##### Entries

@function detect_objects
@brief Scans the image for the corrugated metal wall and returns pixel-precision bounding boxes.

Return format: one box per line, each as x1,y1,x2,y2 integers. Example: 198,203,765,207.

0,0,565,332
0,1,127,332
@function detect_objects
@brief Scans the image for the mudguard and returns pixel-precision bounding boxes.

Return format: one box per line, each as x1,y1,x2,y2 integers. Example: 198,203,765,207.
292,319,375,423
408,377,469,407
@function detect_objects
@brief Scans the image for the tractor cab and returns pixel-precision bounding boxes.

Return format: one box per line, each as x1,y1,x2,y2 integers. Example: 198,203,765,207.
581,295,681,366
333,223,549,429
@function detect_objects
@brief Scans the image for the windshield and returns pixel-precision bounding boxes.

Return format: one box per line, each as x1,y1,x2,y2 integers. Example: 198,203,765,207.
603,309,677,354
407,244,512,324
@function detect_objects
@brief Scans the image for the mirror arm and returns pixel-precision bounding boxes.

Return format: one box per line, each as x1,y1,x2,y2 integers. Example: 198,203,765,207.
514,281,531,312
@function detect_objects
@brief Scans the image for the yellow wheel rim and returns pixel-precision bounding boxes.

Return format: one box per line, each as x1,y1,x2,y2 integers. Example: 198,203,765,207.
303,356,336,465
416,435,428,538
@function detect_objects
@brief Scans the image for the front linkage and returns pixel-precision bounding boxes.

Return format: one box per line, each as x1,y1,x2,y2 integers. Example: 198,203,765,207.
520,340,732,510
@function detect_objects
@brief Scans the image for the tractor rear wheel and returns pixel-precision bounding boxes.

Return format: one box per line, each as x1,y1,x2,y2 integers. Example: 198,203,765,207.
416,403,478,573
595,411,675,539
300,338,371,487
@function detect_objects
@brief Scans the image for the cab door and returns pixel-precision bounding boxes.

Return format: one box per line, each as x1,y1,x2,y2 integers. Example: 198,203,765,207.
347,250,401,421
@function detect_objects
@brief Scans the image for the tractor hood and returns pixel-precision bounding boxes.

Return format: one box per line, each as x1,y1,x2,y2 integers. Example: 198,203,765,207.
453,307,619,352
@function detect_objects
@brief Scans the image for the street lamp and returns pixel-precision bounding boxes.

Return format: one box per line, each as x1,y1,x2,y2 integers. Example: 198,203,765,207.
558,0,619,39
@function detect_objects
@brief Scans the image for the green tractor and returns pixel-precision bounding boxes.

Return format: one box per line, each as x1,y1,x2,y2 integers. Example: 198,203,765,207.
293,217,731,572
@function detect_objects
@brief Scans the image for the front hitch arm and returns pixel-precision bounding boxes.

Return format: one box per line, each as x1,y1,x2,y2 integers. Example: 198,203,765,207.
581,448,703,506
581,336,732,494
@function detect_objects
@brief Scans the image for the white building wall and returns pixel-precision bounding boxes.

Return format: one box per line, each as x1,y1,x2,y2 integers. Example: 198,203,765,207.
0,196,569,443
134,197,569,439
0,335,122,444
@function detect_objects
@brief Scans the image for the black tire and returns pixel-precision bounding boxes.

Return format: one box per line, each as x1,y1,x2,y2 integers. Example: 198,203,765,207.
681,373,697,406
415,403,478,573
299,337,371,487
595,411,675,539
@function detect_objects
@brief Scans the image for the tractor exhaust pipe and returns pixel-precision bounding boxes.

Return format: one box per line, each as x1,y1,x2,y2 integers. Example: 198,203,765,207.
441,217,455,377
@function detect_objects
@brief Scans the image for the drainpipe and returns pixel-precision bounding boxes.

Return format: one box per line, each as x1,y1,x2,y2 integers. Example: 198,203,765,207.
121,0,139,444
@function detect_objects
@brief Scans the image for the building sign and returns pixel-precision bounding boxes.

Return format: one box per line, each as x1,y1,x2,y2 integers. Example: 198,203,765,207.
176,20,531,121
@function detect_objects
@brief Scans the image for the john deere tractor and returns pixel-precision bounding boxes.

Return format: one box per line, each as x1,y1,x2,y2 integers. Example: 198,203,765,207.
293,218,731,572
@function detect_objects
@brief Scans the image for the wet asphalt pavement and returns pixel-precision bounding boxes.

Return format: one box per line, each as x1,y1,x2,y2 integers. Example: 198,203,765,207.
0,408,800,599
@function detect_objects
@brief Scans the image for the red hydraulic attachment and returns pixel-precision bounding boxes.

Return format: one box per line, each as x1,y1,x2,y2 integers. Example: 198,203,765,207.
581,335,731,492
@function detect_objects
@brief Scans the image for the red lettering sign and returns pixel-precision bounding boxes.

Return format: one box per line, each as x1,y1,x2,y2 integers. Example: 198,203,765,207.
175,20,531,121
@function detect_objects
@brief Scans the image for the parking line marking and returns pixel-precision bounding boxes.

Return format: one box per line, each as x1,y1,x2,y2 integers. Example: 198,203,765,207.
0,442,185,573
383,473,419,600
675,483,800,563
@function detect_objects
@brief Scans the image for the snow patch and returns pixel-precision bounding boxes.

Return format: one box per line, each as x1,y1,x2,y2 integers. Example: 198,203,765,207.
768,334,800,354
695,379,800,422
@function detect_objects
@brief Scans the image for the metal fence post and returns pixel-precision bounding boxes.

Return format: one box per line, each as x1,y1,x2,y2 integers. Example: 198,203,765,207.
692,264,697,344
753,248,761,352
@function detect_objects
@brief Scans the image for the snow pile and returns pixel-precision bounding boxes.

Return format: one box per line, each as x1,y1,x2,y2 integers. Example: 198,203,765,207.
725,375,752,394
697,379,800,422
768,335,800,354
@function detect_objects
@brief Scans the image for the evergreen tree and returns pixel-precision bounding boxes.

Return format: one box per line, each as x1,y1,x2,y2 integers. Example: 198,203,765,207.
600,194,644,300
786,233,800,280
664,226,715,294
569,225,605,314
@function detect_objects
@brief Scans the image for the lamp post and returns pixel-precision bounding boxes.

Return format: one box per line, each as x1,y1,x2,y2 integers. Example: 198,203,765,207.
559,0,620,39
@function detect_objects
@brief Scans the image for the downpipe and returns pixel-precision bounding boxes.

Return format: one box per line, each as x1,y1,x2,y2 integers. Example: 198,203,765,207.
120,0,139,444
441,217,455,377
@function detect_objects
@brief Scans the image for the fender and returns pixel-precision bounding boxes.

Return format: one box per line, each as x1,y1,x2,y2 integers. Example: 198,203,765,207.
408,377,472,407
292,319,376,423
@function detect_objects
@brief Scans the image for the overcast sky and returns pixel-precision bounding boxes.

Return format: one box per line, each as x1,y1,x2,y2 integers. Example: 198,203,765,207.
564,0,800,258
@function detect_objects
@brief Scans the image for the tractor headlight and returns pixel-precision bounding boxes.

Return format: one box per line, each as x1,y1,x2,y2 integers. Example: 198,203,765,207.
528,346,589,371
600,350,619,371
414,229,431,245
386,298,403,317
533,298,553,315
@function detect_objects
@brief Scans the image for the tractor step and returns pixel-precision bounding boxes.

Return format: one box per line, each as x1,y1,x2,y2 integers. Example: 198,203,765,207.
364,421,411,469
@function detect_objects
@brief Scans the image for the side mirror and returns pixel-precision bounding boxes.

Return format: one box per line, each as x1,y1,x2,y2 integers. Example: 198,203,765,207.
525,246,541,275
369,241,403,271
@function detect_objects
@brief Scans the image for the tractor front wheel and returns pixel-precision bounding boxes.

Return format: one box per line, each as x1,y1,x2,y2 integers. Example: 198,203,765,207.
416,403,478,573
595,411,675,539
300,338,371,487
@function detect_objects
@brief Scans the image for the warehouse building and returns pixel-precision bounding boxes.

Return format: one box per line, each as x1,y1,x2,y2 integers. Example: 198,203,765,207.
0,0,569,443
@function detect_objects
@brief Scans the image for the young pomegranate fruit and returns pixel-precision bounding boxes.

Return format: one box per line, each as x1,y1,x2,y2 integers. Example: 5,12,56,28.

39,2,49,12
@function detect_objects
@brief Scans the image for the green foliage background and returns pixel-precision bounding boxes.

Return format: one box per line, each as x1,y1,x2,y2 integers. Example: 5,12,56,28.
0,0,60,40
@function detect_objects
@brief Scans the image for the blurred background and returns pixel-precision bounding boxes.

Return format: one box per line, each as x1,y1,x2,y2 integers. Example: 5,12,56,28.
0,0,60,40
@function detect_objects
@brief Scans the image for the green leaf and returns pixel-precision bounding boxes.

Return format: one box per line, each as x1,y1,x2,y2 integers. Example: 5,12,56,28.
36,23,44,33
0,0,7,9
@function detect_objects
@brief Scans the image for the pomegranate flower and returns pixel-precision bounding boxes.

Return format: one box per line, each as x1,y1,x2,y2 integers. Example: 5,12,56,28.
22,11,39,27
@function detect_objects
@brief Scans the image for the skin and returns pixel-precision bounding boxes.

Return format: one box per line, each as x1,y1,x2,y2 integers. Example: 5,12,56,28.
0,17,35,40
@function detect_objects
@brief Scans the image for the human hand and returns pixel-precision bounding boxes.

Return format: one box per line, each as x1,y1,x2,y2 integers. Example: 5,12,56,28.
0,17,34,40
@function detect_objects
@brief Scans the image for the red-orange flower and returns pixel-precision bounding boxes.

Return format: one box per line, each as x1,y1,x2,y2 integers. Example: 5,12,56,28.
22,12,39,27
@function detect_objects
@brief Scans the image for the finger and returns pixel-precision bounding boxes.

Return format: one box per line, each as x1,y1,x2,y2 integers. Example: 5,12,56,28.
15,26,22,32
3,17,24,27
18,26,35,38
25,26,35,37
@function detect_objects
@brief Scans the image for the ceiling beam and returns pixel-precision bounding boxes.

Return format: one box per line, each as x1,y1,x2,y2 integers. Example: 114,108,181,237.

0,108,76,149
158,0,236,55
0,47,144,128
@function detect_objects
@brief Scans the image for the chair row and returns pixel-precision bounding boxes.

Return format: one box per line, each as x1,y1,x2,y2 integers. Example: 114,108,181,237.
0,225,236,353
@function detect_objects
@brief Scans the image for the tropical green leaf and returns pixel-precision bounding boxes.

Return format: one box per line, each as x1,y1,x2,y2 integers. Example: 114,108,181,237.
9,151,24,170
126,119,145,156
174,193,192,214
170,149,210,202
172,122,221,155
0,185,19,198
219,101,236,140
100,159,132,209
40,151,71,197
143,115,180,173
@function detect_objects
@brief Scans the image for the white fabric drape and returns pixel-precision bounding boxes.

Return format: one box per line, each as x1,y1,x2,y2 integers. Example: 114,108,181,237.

##########

* _What to work on_:
Count how many lines in the material above contain the word "background". Give only the number.

* _Task output_:
2